──────── Selected extract

Pallone’s Floor Remarks on FDA User Fee Reauthorization
Energy and Commerce Ranking Member Frank Pallone, Jr. (D-NJ) delivered the following remarks on the House Floor today during consideration of the Food and Drug Administration Reauthorization Act (H.R. 2430):
Mr. Speaker, I rise in support of H.R. 2430, the Food and Drug Administration Reauthorization Act – a bill that will allow the FDA to continue its critical mission of reviewing and approving drugs and medical devices that save lives and improve the quality of life for many Americans.
The legislation before us today is the product of compromise and almost two years of work between FDA, Congress, industry, and other stakeholders. The Food and Drug Administration Reauthorization Act, or FDARA, reauthorizes FDA’s medical product user fee agreements, providing FDA with the resources the agency needs to continue its critical public health work, hire the necessary scientists and review staff, and improve the certainty and efficiency of the review process.
The sixth reauthorization of the Prescription Drug User Fee Act will maintain current review timelines, modernize the user fee structure, and build on the work of 21st Century Cures by investing resources in the development of biomarkers and innovative clinical trial designs.
The fourth reauthorization of the Medical Device User Fee Amendments includes some important new policies that will help to increase the consistency, efficiency and effectiveness of drug and medical device reviews. The bill advances the use of the patient perspective in the risk-benefit assessment of medical devices. It establishes a system to utilize real world data for premarket approval of new uses and post-market safety monitoring. And it improves pre-submission communication with manufacturers in an effort to expedite the review process.
This legislation also reauthorizes two of our newer user fee programs for generics and biosimilars. Both of these programs strive to expedite access to high quality, lower cost drugs for American families.

────────────────
──────── Information provided

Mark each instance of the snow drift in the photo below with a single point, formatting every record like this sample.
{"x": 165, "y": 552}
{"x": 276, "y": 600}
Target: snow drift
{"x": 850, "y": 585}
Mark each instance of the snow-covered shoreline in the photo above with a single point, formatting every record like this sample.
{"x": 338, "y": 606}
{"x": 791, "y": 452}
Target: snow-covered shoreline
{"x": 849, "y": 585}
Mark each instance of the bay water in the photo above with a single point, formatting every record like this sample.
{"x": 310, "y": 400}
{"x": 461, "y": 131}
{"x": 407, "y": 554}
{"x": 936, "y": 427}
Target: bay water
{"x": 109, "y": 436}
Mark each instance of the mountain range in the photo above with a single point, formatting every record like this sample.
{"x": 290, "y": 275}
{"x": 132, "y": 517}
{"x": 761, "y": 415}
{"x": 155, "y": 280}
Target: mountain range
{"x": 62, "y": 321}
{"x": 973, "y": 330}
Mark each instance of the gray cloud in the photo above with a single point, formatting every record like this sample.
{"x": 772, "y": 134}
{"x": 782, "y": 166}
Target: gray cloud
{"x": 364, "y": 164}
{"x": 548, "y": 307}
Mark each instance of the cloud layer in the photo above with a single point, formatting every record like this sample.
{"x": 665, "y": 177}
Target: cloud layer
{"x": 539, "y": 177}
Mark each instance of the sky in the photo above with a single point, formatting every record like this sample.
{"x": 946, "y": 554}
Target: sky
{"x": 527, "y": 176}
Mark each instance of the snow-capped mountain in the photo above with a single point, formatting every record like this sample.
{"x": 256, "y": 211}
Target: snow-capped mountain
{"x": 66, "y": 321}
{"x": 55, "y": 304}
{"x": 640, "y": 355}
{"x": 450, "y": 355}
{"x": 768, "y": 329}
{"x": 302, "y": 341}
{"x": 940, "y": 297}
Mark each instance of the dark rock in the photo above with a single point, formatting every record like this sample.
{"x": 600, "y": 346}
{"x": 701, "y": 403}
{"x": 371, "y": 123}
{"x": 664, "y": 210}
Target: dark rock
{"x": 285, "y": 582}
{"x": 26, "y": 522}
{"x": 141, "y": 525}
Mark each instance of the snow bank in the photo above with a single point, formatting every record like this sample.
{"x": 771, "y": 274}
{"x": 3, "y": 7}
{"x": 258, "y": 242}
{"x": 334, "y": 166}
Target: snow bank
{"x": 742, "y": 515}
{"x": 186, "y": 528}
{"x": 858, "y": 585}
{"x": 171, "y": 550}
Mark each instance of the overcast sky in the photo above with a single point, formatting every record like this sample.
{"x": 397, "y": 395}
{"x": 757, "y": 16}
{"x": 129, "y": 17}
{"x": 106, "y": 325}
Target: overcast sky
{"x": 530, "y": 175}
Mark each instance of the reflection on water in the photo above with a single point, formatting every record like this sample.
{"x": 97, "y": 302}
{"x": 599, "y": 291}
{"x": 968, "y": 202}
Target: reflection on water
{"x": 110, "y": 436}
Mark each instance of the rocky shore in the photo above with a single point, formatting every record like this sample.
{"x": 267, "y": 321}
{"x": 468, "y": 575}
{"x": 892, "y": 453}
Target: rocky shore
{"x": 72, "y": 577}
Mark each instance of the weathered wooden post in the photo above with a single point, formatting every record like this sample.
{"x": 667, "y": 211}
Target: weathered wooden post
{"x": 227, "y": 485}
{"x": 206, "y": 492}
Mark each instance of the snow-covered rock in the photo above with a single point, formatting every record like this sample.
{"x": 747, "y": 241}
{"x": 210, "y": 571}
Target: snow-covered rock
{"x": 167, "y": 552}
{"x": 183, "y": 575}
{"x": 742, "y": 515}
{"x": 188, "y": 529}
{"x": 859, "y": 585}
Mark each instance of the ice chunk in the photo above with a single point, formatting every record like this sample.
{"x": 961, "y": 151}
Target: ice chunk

────────────────

**Problem set:**
A: List every user fee program that Pallone's floor remarks on FDA user fee reauthorization say the bill reauthorizes.
B: According to Pallone's floor remarks on FDA user fee reauthorization, why does the medical device reauthorization improve pre-submission communication with manufacturers?
C: Write a continuation of Pallone's floor remarks on FDA user fee reauthorization, picking up after the last sentence shown.

**Your written answers:**
A:
- The Prescription Drug User Fee Act
- The Medical Device User Fee Amendments
- The user fee program for generics
- The user fee program for biosimilars

B: The remarks say the bill improves pre-submission communication with manufacturers in an effort to expedite the review process.

C:
FDARA will also allow the agency to undertake new initiatives to create a category of over-the-counter hearing aids, advance the development of pediatric cancer treatments, and provide greater assistance and incentives to encourage additional competition from generic drugs.
Since this is a bipartisan compromise, it does not address every issue that I would have liked. It also includes troublesome language prohibiting FDA from making the investments the agency needs as part of future user-fee agreements. It’s important that the FDA maintain a work environment that allows the agency to recruit and retain the world’s best and brightest. I am concerned that this final agreement preserves language advanced in the Senate that will make it difficult in the future for FDA to make the investments needed to recruit personnel and meet the performance goals set out in the user fee reauthorizations. This is a concern that I hope we can address in the future.
At the end of the day this final product represents all of the significant discussions and compromises that were made, and I am pleased that we are considering it in a timely fashion.
I strongly urge my colleagues to support H.R. 2430 so that we can continue to give the FDA the tools and resources it needs to continue doing the critical work of reviewing and approving lifesaving drugs and medical devices. Thank you.